┌────────
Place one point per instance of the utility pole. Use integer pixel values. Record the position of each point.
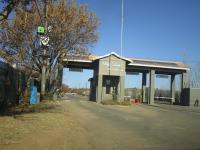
(44, 65)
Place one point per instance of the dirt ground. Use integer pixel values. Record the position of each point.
(51, 129)
(83, 125)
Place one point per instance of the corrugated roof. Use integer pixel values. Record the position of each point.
(115, 54)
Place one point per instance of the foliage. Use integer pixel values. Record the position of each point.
(114, 102)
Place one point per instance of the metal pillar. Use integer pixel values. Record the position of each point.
(151, 87)
(184, 80)
(144, 83)
(99, 88)
(184, 84)
(172, 88)
(122, 79)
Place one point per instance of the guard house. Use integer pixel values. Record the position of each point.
(108, 79)
(109, 75)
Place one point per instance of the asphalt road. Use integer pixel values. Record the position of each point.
(137, 127)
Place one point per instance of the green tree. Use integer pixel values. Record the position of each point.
(74, 30)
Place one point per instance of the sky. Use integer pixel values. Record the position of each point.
(154, 29)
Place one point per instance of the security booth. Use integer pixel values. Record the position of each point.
(108, 79)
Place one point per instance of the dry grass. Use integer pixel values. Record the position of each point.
(19, 121)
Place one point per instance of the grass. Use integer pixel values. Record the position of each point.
(114, 102)
(26, 108)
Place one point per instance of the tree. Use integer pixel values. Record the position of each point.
(74, 30)
(195, 76)
(10, 5)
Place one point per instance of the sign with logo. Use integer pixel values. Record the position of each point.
(76, 69)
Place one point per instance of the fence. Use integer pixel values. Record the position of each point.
(12, 82)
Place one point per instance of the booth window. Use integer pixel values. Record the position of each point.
(108, 87)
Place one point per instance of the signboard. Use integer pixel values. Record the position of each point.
(40, 30)
(162, 76)
(132, 73)
(76, 69)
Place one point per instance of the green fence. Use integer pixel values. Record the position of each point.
(12, 82)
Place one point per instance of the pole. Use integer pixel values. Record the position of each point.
(43, 78)
(122, 27)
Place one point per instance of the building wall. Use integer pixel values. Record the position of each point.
(194, 95)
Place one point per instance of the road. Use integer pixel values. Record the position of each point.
(139, 127)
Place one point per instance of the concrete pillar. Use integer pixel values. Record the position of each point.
(99, 89)
(172, 88)
(184, 80)
(151, 87)
(121, 90)
(184, 84)
(144, 83)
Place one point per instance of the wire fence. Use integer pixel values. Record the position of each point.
(12, 84)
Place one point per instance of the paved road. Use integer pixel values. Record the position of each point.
(139, 127)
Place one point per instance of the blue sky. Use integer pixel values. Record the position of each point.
(158, 29)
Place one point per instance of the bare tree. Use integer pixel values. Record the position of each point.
(73, 31)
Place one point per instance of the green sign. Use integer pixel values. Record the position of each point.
(76, 69)
(162, 76)
(132, 73)
(41, 30)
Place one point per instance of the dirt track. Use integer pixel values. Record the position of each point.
(83, 125)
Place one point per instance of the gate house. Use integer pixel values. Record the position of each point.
(110, 70)
(108, 79)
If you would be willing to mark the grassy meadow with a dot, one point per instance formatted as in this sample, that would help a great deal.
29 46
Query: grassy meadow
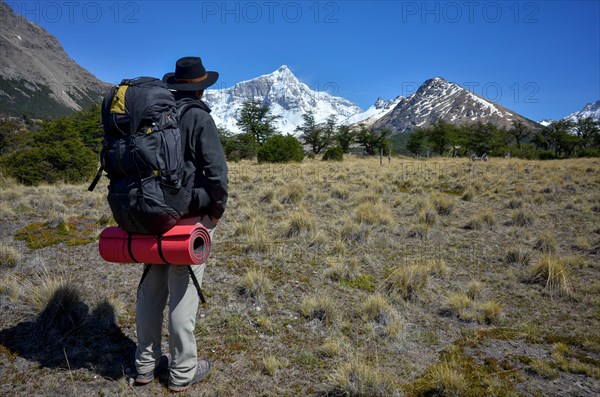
438 277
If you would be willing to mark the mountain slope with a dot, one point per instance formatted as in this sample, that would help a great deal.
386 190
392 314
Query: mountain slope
592 110
379 109
37 77
439 99
285 95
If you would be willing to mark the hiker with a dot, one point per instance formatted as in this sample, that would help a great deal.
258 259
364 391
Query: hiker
175 283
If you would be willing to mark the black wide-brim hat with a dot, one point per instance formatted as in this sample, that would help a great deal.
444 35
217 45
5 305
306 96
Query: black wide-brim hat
190 75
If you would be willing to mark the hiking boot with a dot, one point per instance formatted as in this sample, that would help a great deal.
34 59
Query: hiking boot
203 368
162 364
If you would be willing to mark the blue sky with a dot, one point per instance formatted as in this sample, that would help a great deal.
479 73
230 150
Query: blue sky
538 58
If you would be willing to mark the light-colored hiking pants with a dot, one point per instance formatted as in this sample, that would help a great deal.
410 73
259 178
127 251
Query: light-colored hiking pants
174 284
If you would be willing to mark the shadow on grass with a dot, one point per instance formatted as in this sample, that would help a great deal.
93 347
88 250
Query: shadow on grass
67 335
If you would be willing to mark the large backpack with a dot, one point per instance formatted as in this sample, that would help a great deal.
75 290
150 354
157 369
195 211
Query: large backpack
150 184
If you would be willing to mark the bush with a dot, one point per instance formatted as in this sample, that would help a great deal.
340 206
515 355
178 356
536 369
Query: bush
64 149
280 149
334 154
546 155
589 152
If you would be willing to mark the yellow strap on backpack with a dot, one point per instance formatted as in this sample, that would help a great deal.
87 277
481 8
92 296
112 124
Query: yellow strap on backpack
118 103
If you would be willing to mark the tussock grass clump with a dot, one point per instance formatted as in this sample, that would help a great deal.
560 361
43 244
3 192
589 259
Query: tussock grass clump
407 281
10 287
442 204
474 289
514 204
292 194
551 272
271 364
444 379
523 218
358 379
468 195
299 223
373 214
490 312
344 271
351 232
367 197
59 302
484 218
255 230
435 266
582 244
10 256
546 243
428 216
266 195
459 304
254 284
349 274
340 192
319 307
418 231
334 346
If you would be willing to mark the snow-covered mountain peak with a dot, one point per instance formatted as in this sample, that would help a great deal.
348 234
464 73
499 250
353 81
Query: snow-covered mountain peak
284 94
380 103
439 99
592 110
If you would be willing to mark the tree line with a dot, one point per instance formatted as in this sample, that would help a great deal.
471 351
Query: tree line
67 148
327 138
559 139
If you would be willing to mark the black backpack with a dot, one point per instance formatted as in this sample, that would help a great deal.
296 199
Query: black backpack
150 183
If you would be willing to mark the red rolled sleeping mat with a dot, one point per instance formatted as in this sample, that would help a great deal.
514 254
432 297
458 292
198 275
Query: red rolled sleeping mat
186 243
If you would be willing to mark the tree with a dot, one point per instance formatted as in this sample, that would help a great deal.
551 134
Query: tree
557 136
237 146
483 137
373 140
56 153
588 130
256 120
281 149
439 136
312 134
344 137
520 131
417 142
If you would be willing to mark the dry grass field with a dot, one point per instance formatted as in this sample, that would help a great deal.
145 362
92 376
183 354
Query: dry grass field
438 277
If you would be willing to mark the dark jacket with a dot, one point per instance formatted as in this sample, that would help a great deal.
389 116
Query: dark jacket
203 148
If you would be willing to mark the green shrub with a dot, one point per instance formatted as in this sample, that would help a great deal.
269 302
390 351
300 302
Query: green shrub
334 153
546 155
281 149
65 149
589 152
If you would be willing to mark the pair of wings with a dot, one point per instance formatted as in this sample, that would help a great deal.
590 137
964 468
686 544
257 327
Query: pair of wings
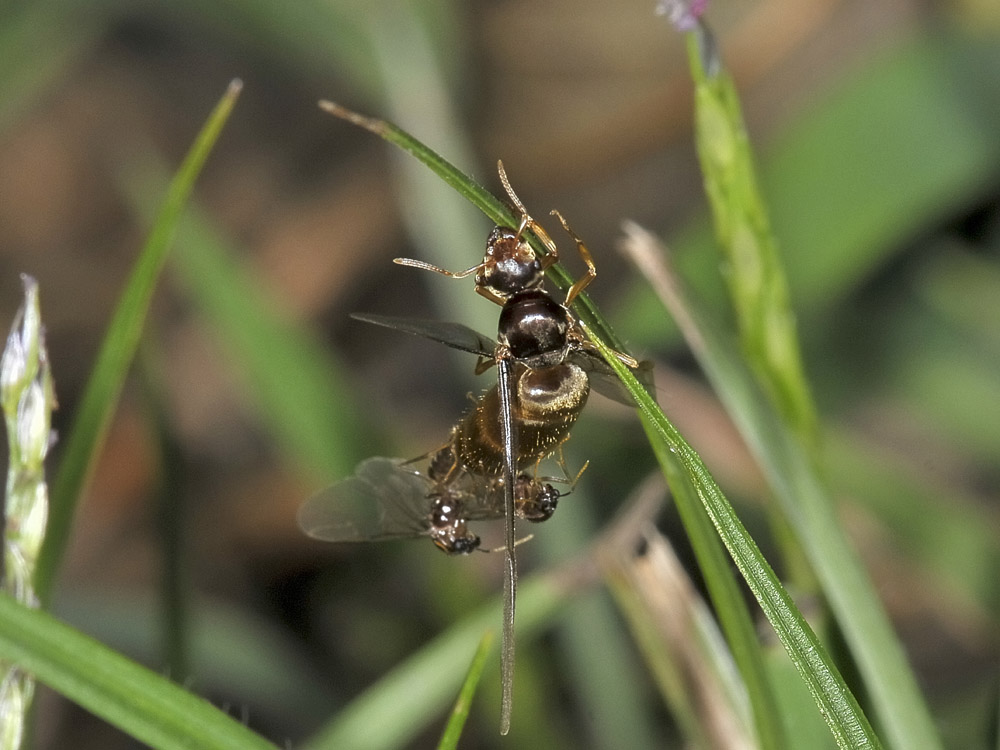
387 498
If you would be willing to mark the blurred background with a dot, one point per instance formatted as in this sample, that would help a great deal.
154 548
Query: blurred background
876 126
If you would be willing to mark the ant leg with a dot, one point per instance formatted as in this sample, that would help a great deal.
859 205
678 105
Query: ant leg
626 359
561 462
583 282
552 252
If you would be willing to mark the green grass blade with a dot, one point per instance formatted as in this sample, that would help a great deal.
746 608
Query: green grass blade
476 194
838 706
87 433
808 507
755 275
149 707
736 621
394 710
460 712
734 617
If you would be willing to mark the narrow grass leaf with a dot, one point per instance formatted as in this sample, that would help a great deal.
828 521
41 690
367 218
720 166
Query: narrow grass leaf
476 194
86 436
138 701
460 711
838 706
391 712
808 507
755 275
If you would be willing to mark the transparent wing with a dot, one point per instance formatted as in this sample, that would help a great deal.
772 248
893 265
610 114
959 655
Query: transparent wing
454 335
383 500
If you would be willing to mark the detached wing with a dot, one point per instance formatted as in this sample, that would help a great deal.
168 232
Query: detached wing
383 500
455 335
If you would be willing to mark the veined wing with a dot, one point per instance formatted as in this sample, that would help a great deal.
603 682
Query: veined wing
455 335
382 500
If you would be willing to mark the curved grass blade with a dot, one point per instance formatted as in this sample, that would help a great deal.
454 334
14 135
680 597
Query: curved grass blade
810 511
460 712
838 706
149 707
477 195
86 436
756 278
393 711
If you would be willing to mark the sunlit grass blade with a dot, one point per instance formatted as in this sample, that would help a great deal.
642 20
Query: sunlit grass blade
86 436
460 711
476 194
844 716
804 501
807 505
681 642
726 595
149 707
755 274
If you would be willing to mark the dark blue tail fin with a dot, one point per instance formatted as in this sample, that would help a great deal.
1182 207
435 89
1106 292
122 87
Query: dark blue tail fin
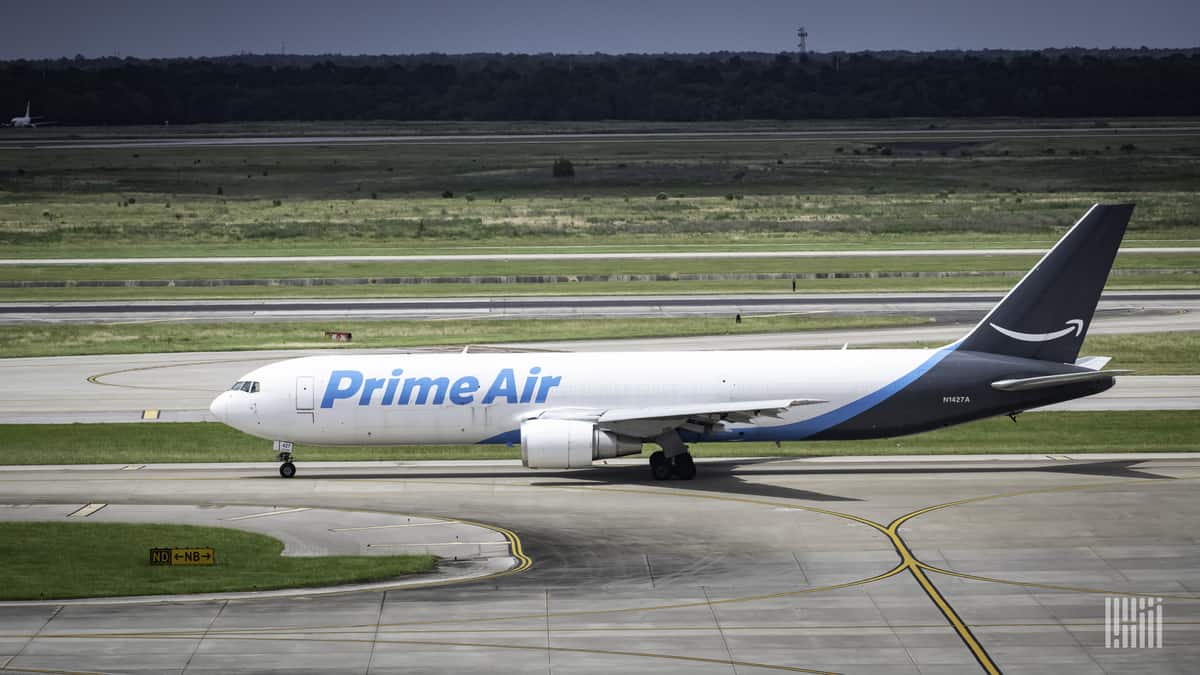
1045 316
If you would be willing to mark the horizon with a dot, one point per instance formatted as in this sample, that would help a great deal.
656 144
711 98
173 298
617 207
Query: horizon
145 29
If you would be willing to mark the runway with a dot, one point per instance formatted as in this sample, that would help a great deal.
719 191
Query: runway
958 305
873 566
821 135
565 257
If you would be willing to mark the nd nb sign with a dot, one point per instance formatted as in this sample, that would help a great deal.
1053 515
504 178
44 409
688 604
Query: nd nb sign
183 556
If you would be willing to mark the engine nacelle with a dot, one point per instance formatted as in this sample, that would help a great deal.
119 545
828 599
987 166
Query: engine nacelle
570 443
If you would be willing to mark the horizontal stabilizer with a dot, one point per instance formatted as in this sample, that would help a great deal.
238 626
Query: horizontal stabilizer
1092 363
1047 381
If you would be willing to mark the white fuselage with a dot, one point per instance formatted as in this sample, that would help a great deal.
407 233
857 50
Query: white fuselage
430 399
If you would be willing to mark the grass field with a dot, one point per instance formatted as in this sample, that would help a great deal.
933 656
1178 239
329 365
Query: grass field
642 191
60 339
1038 432
117 562
81 223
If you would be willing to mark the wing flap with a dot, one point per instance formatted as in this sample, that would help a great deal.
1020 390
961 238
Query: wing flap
1047 381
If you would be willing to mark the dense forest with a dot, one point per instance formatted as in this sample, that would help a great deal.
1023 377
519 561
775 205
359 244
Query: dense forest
657 88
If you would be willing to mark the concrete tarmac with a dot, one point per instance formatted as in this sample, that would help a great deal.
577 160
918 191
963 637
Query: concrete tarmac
941 566
959 305
558 256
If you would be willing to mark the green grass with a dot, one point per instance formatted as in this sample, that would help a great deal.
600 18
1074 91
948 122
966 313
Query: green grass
1039 432
1181 280
61 339
451 268
89 225
81 560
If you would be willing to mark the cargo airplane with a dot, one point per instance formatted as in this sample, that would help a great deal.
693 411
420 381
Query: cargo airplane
567 410
27 120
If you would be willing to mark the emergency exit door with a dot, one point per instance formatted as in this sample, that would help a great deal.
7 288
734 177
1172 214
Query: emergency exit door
304 393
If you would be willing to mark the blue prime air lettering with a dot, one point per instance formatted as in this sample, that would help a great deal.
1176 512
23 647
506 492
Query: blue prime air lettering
534 388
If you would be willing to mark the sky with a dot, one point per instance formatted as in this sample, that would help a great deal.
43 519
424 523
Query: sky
36 29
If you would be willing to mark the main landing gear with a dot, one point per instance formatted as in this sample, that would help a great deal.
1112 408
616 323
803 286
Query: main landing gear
672 460
283 453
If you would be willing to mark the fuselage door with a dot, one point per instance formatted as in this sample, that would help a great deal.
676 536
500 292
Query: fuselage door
304 393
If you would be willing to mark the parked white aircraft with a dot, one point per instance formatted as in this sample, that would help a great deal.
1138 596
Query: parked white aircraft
28 120
567 410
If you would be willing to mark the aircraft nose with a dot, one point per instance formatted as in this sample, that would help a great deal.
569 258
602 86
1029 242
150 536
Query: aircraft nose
220 406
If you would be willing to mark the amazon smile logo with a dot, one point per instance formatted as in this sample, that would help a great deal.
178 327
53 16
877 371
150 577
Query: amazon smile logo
1073 326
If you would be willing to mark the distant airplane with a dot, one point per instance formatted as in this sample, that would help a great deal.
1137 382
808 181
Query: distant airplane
567 410
28 120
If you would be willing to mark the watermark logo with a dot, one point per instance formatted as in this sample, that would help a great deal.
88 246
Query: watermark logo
1133 622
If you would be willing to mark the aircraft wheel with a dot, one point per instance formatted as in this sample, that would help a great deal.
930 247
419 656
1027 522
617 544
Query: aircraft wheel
684 467
659 466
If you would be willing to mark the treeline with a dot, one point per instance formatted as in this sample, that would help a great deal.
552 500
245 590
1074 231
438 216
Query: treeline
655 88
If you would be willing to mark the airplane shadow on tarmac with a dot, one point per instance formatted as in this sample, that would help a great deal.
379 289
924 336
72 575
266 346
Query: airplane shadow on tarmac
729 476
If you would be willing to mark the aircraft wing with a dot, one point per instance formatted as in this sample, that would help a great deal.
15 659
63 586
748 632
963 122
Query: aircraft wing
730 411
651 420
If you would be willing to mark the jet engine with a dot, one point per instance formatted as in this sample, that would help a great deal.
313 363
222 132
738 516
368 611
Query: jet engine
570 443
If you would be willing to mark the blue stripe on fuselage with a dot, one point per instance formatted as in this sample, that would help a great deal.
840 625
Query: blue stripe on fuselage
797 430
817 424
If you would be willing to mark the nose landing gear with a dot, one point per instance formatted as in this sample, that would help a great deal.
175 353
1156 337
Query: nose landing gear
283 454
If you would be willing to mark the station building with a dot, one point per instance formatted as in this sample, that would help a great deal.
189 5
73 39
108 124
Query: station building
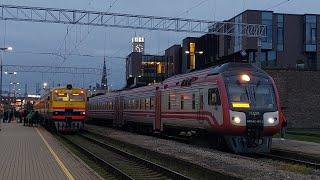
291 43
290 53
145 69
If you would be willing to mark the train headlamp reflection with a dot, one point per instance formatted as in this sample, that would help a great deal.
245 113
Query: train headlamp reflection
245 77
236 119
271 120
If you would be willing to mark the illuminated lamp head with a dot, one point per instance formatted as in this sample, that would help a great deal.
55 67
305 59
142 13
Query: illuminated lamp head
245 78
69 86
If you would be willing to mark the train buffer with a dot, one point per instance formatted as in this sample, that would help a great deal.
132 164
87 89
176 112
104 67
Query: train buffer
33 153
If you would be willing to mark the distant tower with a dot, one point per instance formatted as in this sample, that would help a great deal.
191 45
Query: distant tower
104 81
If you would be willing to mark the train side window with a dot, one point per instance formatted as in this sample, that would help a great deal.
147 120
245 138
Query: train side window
152 103
214 97
182 102
169 101
143 104
147 103
193 101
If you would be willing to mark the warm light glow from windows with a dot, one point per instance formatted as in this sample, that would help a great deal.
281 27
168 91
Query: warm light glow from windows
192 51
240 105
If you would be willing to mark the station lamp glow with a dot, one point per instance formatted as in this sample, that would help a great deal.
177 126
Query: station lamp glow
236 119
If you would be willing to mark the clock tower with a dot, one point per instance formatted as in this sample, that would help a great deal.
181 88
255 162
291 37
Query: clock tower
138 44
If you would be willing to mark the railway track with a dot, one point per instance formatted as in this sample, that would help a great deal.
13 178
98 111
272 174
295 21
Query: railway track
289 158
120 163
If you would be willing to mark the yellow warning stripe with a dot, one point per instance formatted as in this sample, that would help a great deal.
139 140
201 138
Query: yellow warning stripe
62 166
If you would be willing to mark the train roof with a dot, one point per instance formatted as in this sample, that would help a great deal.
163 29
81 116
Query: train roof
235 66
223 68
226 68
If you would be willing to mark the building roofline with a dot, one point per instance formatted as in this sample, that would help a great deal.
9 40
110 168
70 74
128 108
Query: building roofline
257 10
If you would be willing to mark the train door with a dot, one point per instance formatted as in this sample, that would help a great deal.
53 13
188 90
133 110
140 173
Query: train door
116 111
200 106
121 107
157 124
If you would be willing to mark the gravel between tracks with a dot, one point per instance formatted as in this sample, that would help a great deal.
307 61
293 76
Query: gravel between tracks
244 167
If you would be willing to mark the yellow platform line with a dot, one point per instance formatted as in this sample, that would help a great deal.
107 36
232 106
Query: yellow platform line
60 163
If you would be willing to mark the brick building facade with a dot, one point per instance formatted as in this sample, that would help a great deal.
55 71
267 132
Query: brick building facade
└────────
▶ WRITTEN TASK
Beginning with the line that contains "If you would be willing to mark the clock", repeat every line through the end of the records and nothing more.

▶ SOLUTION TO THE PROBLEM
If you would be willing to mark the clock tower with a dot, one point per instance formatted as in this sample, that would help a great deal.
181 88
255 162
291 37
Query: clock tower
138 44
If you would be willing to mark the railway track with a dot, one point per instance formatted as in this sample, that would help a great deal.
13 178
98 111
272 174
295 21
Query: railway track
289 158
120 163
If you would be willing to mark the yellow warning stripe with a dot, one point per instance formatted as in this sample, that would help a great deal.
139 140
201 138
Query: yellow warning stripe
62 166
If you would be willing to mark the train roof with a dot, one point per instance formatted as in this sample, that would help a great deal.
163 29
81 116
Query: train roof
235 66
223 68
226 68
If you would be willing to mark the building roofline with a dot, one point per instance formatted as in this sample, that would help a great deal.
9 40
110 168
70 74
128 108
Query: building roofline
257 10
If you would be willing to mark the train door with a dot, one point per instance formatted as in this sample, that would help a great deal.
53 13
188 90
133 110
140 173
Query: train door
116 111
200 106
121 107
157 124
If you would be willing to mark the gravel between tracks with a dot, one point per instance formatted as in this sample, that would help a great deal.
307 61
293 76
Query: gravel between tracks
244 167
If you would be willing to mark the yellow platform line with a dot, one point per instance formatted as in this sample, that would help a great deal.
107 36
232 106
Query: yellow platform line
60 163
If you would be willing to mark the brick building facade with a dot, one point per instance formatted as in this sample, that would help a great deal.
55 71
267 132
Query: brick building facade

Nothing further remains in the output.